■ WHAT IS EXPECTED ■
Print the complete article about Australia's stance on Chinese investment in its resources sector, word for word.

■ PROVIDED PASSAGE ■
____

Stephen Kirchner | The Wall Street Journal | 30 September 2009

Chinese companies are increasingly looking to invest overseas, and foreign capitals are calibrating their policy responses. Australia, which has been the destination for several high-profile attempted Chinese mining investments over the past year, is at the front lines of this process. Recent developments show that Canberra hasn’t yet gotten the formula right.

The executive director of Australia’s Foreign Investment Review Board, Patrick Colmer, gave a speech last week that was interpreted as signaling a tougher stance toward foreign investment in the resources sector. Mr. Colmer indicated a government ‘preference’ for foreign interest in new (or ‘greenfield’) projects to be limited to 50% and investments in major Australian producers to be kept below 15%. That the speech was given to the Australia-China Business Council left little doubt as to the intended recipient of the message: Chinese state-owned enterprises.

This policy preference had already been implied by the limits Australian Treasurer Wayne Swan placed on previous acquisitions, such as Sinosteel’s acquisition of a 49.9% stake in Murchison Metals last year. But Mr. Colmer’s remarks were the most explicit statement yet of the government’s approach. It comes at a time when Chinese state-owned enterprises are showing a growing interest in purchasing majority stakes or making outright acquisitions of Australian resources companies. The speech also coincided with the decision of China Nonferrous Metal Mining Group to walk away from an attempt to acquire a 51.6% stake in the Australian rare earths explorer Lynas Corporation, worth 505 million Australian dollars ($439 million). Conditions set by the Foreign Investment Review Board ultimately broke the deal.

____

■ DATASET EXTRACT ■
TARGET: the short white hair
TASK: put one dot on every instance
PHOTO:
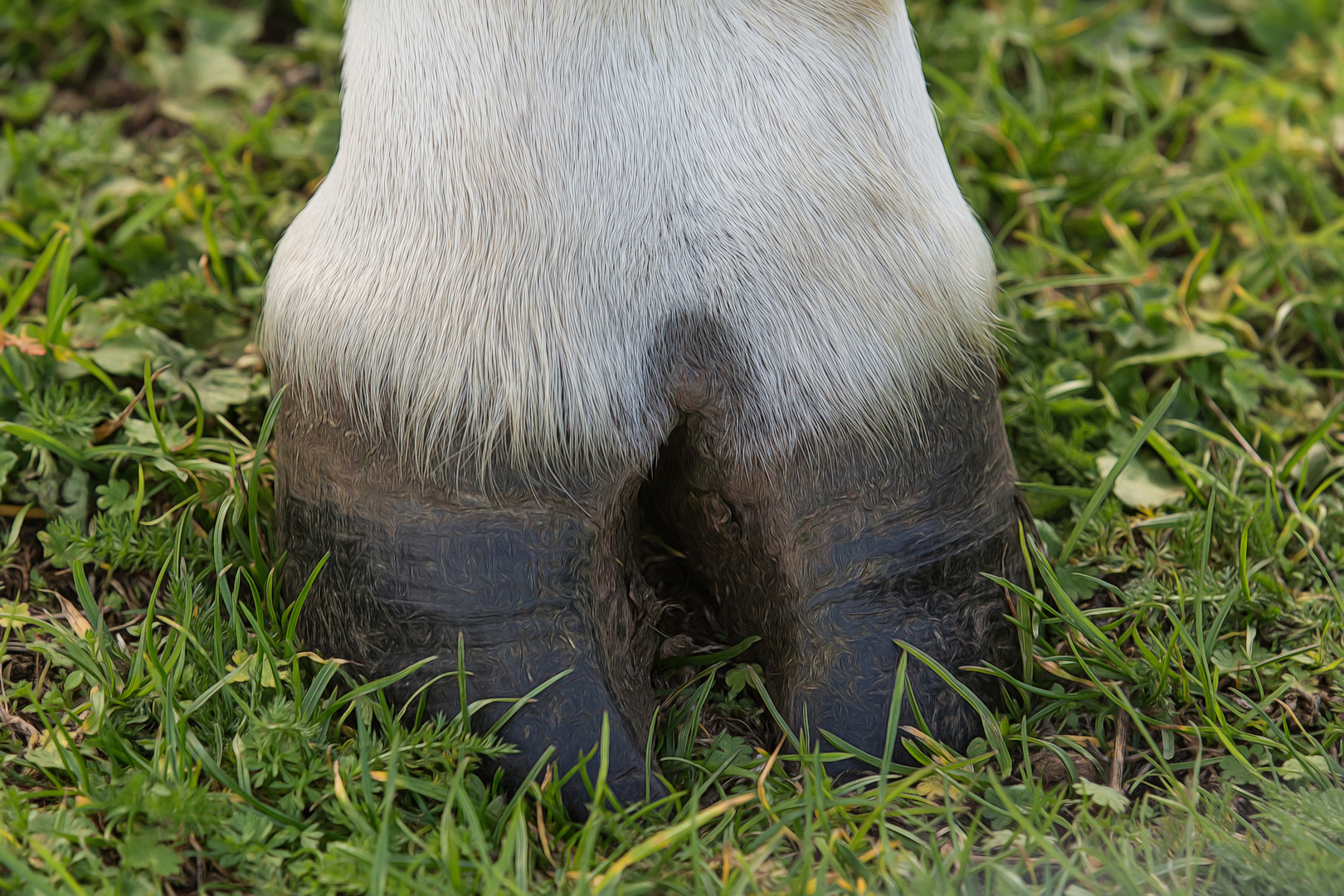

____

■ FINAL RESULT ■
Stephen Kirchner | The Wall Street Journal | 30 September 2009

Chinese companies are increasingly looking to invest overseas, and foreign capitals are calibrating their policy responses. Australia, which has been the destination for several high-profile attempted Chinese mining investments over the past year, is at the front lines of this process. Recent developments show that Canberra hasn’t yet gotten the formula right.

The executive director of Australia’s Foreign Investment Review Board, Patrick Colmer, gave a speech last week that was interpreted as signaling a tougher stance toward foreign investment in the resources sector. Mr. Colmer indicated a government ‘preference’ for foreign interest in new (or ‘greenfield’) projects to be limited to 50% and investments in major Australian producers to be kept below 15%. That the speech was given to the Australia-China Business Council left little doubt as to the intended recipient of the message: Chinese state-owned enterprises.

This policy preference had already been implied by the limits Australian Treasurer Wayne Swan placed on previous acquisitions, such as Sinosteel’s acquisition of a 49.9% stake in Murchison Metals last year. But Mr. Colmer’s remarks were the most explicit statement yet of the government’s approach. It comes at a time when Chinese state-owned enterprises are showing a growing interest in purchasing majority stakes or making outright acquisitions of Australian resources companies. The speech also coincided with the decision of China Nonferrous Metal Mining Group to walk away from an attempt to acquire a 51.6% stake in the Australian rare earths explorer Lynas Corporation, worth 505 million Australian dollars ($439 million). Conditions set by the Foreign Investment Review Board ultimately broke the deal.